## YOUR INSTRUCTIONS:
In the records that follow, find each line with "windshield" and pull it out.

Data excerpts

BEGIN

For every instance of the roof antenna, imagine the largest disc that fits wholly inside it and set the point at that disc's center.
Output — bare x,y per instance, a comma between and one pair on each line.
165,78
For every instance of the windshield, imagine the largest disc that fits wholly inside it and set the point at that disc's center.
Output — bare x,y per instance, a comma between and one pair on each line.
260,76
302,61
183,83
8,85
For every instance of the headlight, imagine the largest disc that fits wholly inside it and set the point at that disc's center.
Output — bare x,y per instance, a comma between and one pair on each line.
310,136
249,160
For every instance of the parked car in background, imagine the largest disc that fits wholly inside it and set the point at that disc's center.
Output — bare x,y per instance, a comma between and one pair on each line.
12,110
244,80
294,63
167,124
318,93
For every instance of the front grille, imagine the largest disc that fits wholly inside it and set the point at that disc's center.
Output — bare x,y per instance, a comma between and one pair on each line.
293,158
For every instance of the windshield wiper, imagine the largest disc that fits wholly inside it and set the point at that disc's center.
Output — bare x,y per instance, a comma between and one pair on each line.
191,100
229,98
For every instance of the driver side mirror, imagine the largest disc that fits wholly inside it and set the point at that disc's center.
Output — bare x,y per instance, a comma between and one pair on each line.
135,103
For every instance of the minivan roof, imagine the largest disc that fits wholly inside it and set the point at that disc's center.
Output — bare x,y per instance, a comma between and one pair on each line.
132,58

END

## COMPLETED EXERCISE:
For every instance of the windshield, imagine the largest disc that fits wholly inside it and set the point at that disc's center.
For every instance of the windshield wiper, imagine the largest disc that fits wholly inside it and set the point at that disc's center.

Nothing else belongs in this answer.